### Arbeitsauftrag 1
Ändere im Textauszug über die YouTube-Serie „#STRESS“ die Stelle von „Wie es sich“ bis „Spielhandlung integriert wurden.“ so ab, dass „Überraschungstaktik“ an die Stelle von „Guerilla-Taktik“ tritt. Gib die geänderte Stelle vollständig wieder.
### Arbeitsauftrag 2
Schreibe den Textauszug über die YouTube-Serie „#STRESS“ im Anschluss an seinen letzten Satz weiter.

### Textauszug
────────

Neue Zielgruppen erreichen - potenziell in ganz Deutschland

Auf die Entscheidung, die Serie selbst auf YouTube zu bringen, ist Annette Dorothea Weber sehr stolz - auch weil sie so ganz neue Zuschauer für ihre Arbeiten im Community Art Center, das auch sonst häufiger Medienprojekte verfolgt und zu allen Kunstproduktionen eigene Trailer produziert, erreichen will. "Wir erweitern unseren Kreis, weil wir über das Streaming unsere Inhalte viel breiter streuen und neue Zielgruppen ansprechen können", erklärt sie. Potenziell natürlich im gesamten deutschsprachigen Raum. "Um ins Theater zu gehen, muss man eine Schwelle überschreiten", so Weber. "Sich zu Hause einmal etwas auf YouTube anzusehen, ist viel einfacher."

Der technische Aufwand des Produzierens hat sich für die Beteiligten an den acht Serien-Episoden durchaus überschaubar gehalten. Weber schreibt selbst sonst oft Drehbücher, nur die Arbeit an einem Storyboard fürs Filmen war neu für sie. "Licht war vor allem eine Herausforderung", sagt sie im Rückblick. "Vom Theater-Licht habe ich Ahnung, vom Film-Licht nicht." Einen dramaturgischen Bogen fürs Streaming-Fernsehen zu schlagen, hat ihr dagegen viel Spaß gemacht. "Ich bin persönlich Serien-Junkie", so Weber. "Ich bin abhängig von der Droge Serien-Fernsehen."

YouTube von innen kritisieren

Wie es sich für ein gemeinnütziges Stadtteilprojekt schickt, schlägt die "#STRESS"-Serie kritische Töne an und nimmt in einer Art "Guerilla-Taktik", wie es in Mannheim heißt, auch die Produktionsbedingungen und möglicherweise falschen Träume der Generation YouTube mit ihren vielen privaten Influencern ins Visier. "Wir greifen aktuelle Themen mit einer gewissen Ironie auf", sagt Annette Dorothea Weber über die Serie. "Sie klischiert sehr stark." So kommen auch erfundene Fake-Werbeeinspielungen ins Bild, die die Zuschauer glauben lassen könnten, dass zur Erhöhung der Click-Zahlen Promotion-Maßnahmen in die Spielhandlung integriert wurden.

────────

### Vorgegebene Daten
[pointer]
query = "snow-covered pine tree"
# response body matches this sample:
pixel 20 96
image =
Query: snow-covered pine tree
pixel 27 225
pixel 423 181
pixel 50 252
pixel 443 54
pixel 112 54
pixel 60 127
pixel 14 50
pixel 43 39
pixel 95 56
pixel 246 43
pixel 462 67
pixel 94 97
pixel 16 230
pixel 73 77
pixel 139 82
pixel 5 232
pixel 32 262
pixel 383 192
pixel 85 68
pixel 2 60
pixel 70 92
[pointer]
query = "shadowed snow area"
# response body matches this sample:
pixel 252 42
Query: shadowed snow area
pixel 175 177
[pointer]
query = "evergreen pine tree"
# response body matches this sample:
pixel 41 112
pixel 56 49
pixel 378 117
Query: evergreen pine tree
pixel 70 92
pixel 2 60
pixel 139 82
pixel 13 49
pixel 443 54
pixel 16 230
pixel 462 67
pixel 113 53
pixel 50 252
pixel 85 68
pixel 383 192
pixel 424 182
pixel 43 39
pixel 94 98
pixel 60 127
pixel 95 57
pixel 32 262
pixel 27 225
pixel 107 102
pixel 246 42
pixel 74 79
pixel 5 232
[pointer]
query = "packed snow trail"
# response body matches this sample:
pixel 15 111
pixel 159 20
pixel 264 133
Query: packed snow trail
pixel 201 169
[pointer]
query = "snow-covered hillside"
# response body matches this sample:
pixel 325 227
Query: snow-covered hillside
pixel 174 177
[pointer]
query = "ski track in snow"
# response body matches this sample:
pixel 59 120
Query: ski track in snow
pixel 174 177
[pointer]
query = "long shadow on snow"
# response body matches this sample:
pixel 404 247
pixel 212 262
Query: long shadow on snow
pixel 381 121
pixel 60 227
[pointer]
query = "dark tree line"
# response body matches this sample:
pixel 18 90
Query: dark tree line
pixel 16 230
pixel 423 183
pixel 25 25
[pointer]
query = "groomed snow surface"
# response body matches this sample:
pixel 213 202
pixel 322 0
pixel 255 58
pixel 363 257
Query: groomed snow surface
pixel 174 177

────────

### Antwortbereich 1
Wie es sich für ein gemeinnütziges Stadtteilprojekt schickt, schlägt die "#STRESS"-Serie kritische Töne an und nimmt in einer Art "Überraschungstaktik", wie es in Mannheim heißt, auch die Produktionsbedingungen und möglicherweise falschen Träume der Generation YouTube mit ihren vielen privaten Influencern ins Visier. "Wir greifen aktuelle Themen mit einer gewissen Ironie auf", sagt Annette Dorothea Weber über die Serie. "Sie klischiert sehr stark." So kommen auch erfundene Fake-Werbeeinspielungen ins Bild, die die Zuschauer glauben lassen könnten, dass zur Erhöhung der Click-Zahlen Promotion-Maßnahmen in die Spielhandlung integriert wurden.

### Antwortbereich 2
Weber hat sich zuletzt sehr viele YouTube-Diaries von meist jungen Produzenten angesehen - und war oft fassungslos angesichts von Kommerzialisierung und Naivität. "Früher wollten man als junger Mensch doch ein Star in einer Illustrierten wie der 'Bravo' werden", sagt sie. "Heute wollen die Kids das bei YouTube erreichen. Menschen sind unglaublich verführbar." Dass YouTube der Produktion trotzdem die Möglichkeit bot, das Medium quasi von innen heraus zu kritisieren, imponierte den Serien-Machern im Selber-Macher-Prinzip stark.

Keine nervigen TV-Redakteure im Nacken

"Ich find's toll, dass wir das frei und unabhängig gemacht haben", unterstreicht die frischgebackene Serien-Produzentin Weber. "Besonders gut gefällt mir, dass wir nicht darauf angewiesen waren, zermürbende Gespräche mit einer Redaktion zu führen und das frei von einer Produktionsfirma oder einem Fernsehsender drehen konnten." Mut muss man haben!

Ab 10. Oktober werden jeweils donnerstags ab 19.00 Uhr neue Folgen von "#STRESS - Ein Life Diary" bei YouTube (https://www.youtube.com/channel/UCEwts6_PNkErVO1bQbpkfdQ/featured?view_as=subscriber) eingestellt. Die acht Folgen sind frei empfangbar und jeweils zwischen zehn und zwölf Minuten lange, sodass sich insgesamt ein eigenproduziertes Projekt in Spielfilmlänge ergibt. Im Frühjahr nächsten Jahres soll es im Community Art Center, teilweise wieder mit den gleichen Darstellern, dann erneut aufgegriffen werden - dann allerdings wieder auf der hauseigenen Bühne.